### PROBLEMS AND TASKS
1 > Collect every line of the records that contains the word "marble", treating uppercase and lowercase as different.
2 > Continue the summary of the High Court's price-fixing ruling against Flight Centre, starting after its last sentence.

### DOCUMENT
_ _ _ _ _ _ _
In Brief

  • The High Court has allowed the Australian Competition and Consumer Commission's (ACCC) appeal in its prosecution of Flight Centre for attempted price-fixing arrangements with airlines.
  • The ACCC was successful in convincing the High Court that Flight Centre was "in competition" with certain airlines. The High Court therefore held that Flight Centre breached the prohibition against price fixing when it attempted to induce those airlines not to sell tickets directly to customers on their websites at prices that were cheaper than those offered by Flight Centre.
  • The High Court came to the view that Flight Centre and the airlines were in competition with each other in the market "for supply of contractual rights to international air carriage via the sale of airline tickets". The Court found that Flight Centre competed with the airlines in that market, notwithstanding its appointment as agent with authority to sell tickets on behalf of the airlines.
  • The High Court criticised the ACCC's construction of a functional market for "booking and distribution services" as being artificial and lacking commercial reality. This highlights the need to ensure that market definition accords with the true nature of the commercial relationship between the parties rather than being a construct of a case theory.
  • For parties to agent and principal distribution arrangements, the High Court's decision means that the fact that there is an agency agreement is not by itself determinative of whether an intermediary and a principal may also be in competition with each other.
  • The High Court has held that it is not the existence of an agency relationship which is relevant, but rather a detailed consideration of the commercial nature of the relationship between the parties as well as the terms and conditions of the agency agreement.
  • In this case, it was particularly relevant that under the terms of its agency agreement with the airlines, Flight Centre had an ability to set prices for tickets at any price and was not obliged to "act in the interests" of the airlines in exercising this power. In a practical sense, Flight Centre was therefore able to compete with the airlines for the sale of tickets.
  • The decision also highlights the importance of demand side considerations to understanding the nature of competition and, in this case, whether as a matter of practical reality, an agent and principal are competing with each other for the supply of a product or service.
  • In this case, it was relevant that, from the point of view of a prospective customer, a ticket sold by the Flight Centre on behalf of an airline was an alternative to a ticket sold directly by the airline, and the key point of differentiation would almost always be price.
  • The High Court's decision has implications for the legality of price parity arrangements between suppliers and distributors in a vertical distribution agreement. These arrangements have become increasingly common, as more suppliers adopt dual and multi-distribution models. The High Court has confirmed that such arrangements may be illegal if the supplier and distributor also compete. It also suggests that in such circumstances, for an agent to be considered as a "true agent" and hence not competitive with its principal that may also be selling direct, the agent must only be acting in the interests of its principal and not have pricing discretion.
_ _ _ _ _ _ _
### DATASET RECORDS
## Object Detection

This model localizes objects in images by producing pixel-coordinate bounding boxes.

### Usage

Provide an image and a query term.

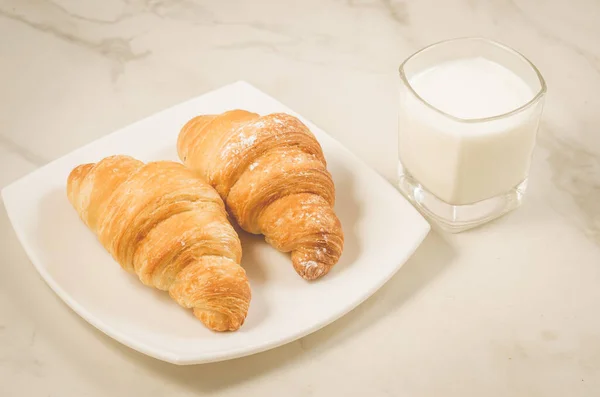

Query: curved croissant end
[67,156,251,331]
[177,110,344,280]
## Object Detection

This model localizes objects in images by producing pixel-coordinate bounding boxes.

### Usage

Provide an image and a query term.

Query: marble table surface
[0,0,600,397]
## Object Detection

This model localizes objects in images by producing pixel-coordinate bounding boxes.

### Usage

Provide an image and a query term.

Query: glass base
[398,163,527,233]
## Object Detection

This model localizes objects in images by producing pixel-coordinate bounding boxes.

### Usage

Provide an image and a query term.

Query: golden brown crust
[177,110,344,280]
[67,156,251,331]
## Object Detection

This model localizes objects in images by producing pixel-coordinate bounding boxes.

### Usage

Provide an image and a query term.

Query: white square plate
[2,82,429,364]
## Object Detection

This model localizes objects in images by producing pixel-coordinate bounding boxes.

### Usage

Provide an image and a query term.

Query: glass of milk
[398,38,546,232]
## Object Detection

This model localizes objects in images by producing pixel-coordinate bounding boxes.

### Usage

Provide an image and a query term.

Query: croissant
[177,110,344,280]
[67,156,251,331]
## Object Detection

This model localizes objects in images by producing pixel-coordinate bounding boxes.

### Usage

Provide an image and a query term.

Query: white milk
[399,58,538,205]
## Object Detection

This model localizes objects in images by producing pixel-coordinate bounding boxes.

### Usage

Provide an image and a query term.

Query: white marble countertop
[0,0,600,397]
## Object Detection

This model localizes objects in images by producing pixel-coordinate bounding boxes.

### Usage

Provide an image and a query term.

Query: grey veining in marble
[0,0,600,397]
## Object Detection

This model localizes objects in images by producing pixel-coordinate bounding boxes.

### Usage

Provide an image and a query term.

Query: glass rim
[398,36,547,123]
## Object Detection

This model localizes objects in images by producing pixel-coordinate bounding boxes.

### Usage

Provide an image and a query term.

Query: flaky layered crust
[67,156,251,331]
[177,110,344,280]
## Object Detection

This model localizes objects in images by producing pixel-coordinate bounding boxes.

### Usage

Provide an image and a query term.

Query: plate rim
[0,80,431,365]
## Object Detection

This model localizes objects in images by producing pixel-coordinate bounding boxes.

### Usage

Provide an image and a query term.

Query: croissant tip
[296,261,329,281]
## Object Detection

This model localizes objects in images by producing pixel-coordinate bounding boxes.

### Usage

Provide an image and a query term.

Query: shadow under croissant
[17,186,454,393]
[37,189,268,329]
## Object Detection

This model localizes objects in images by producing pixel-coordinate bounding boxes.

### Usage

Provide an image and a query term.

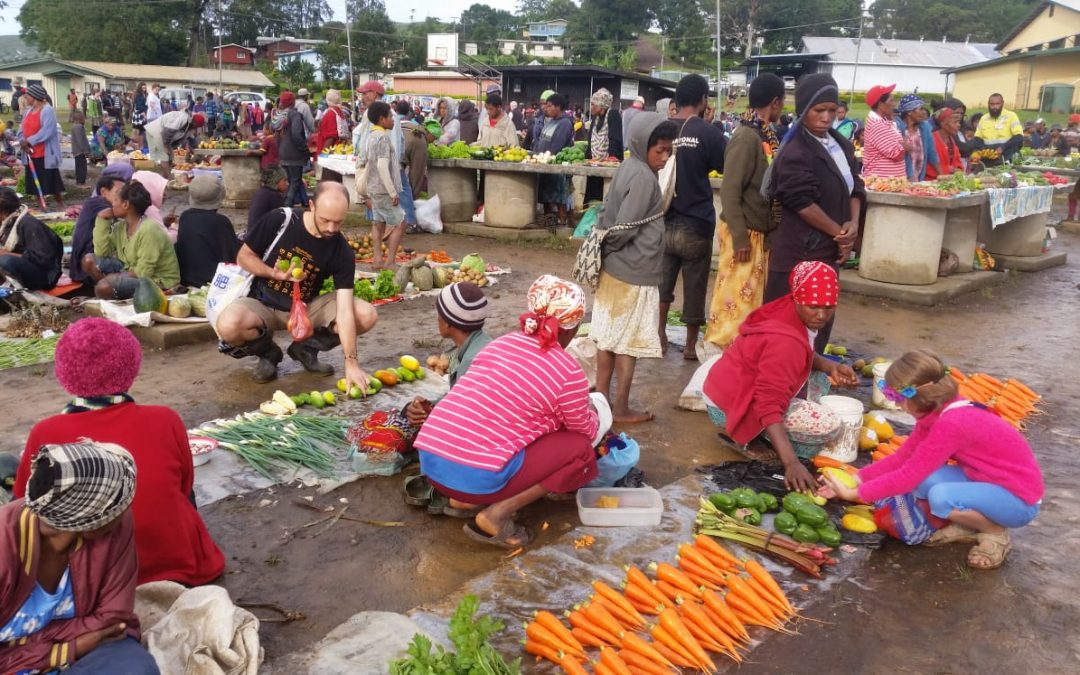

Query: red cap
[866,84,896,108]
[356,80,387,96]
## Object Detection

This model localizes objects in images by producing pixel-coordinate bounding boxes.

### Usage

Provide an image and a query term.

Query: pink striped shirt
[414,332,599,471]
[863,110,907,178]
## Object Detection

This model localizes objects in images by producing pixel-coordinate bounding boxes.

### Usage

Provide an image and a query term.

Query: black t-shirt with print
[244,208,356,311]
[667,117,728,239]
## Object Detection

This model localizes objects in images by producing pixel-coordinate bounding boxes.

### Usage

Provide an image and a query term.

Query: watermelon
[132,276,168,314]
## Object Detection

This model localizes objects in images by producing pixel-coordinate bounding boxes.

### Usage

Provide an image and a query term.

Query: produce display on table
[525,535,797,675]
[198,410,351,481]
[0,335,60,370]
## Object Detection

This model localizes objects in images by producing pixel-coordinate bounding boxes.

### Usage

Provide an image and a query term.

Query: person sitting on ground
[356,100,405,270]
[0,187,64,291]
[827,350,1044,569]
[863,84,907,178]
[82,180,180,300]
[590,112,678,423]
[215,181,378,384]
[247,165,288,230]
[0,441,159,675]
[176,175,240,288]
[13,318,225,586]
[413,275,599,549]
[927,108,964,180]
[68,168,134,283]
[702,260,859,491]
[146,110,206,166]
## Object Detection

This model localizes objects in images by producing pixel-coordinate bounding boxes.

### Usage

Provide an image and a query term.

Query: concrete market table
[193,148,262,208]
[428,159,720,229]
[859,190,986,285]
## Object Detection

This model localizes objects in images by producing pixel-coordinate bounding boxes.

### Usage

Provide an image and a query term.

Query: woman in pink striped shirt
[414,275,599,549]
[863,84,907,178]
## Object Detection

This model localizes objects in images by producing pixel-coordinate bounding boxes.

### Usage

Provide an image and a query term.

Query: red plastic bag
_ _ _ _ _ _ _
### THE RESULTS
1 >
Query: marble table surface
Query: white marble countertop
Query: grey veining in marble

2 >
Background

The ACCC brought proceedings against Flight Centre in 2012. The proceedings alleged that, between 2005 and 2009, Flight Centre sent a series of emails to certain airlines, in which it attempted to induce each airline to stop offering tickets directly to customers at prices lower than the fares made available to Flight Centre via the Global Distribution System (GDS), including the commission paid to Flight Centre.

The ACCC alleged that through the above conduct, Flight Centre had attempted to induce the relevant airlines to enter into arrangements which contained a provision that would restrict the price at which the airlines could sell international flights when selling directly to customers via their websites. This was in contravention of the then Trade Practices Act, now the Competition and Consumer Act, (the Act).

Flight Centre is a travel agent. It has the authority to sell international air tickets to customers by way of a standard form Passenger Sales Agency Agreement (PSAA), which Flight Centre had entered into with the International Air Transport Association on behalf of each of its member's airlines. The PSAA provided that Flight Centre, as agent for the airlines, was authorised to sell air passenger transportation as authorised by the airlines.

At the time of the relevant conduct, the airlines were increasing the number of tickets they sold to customers directly online, rather than through travel agents. In some instances, the airlines advertised tickets on their websites at prices cheaper than those which they made available to Flight Centre and other travel agents on the GDS. This raised a particular issue for Flight Centre due to its "price beat guarantee", which obliged it to beat by $1 the price of any ticket a customer found online.

In Australia, unlike in some other jurisdictions, vertical price arrangements are not treated differently from horizontal arrangements under competition law, at least when the parties are held to be "in competition" with each other. It was thus the question of whether Flight Centre and the airlines were in competition with each other that was the key issue in this proceeding.

Decisions in the Courts Below

The Federal Court

At first instance, Logan J held that Flight Centre and the airlines were competitors in the market for the supply of air travel "distribution and booking services". His Honour held that as a travel intermediary, Flight Centre provided booking and distribution services in respect of international air travel, both to airlines and consumers [1].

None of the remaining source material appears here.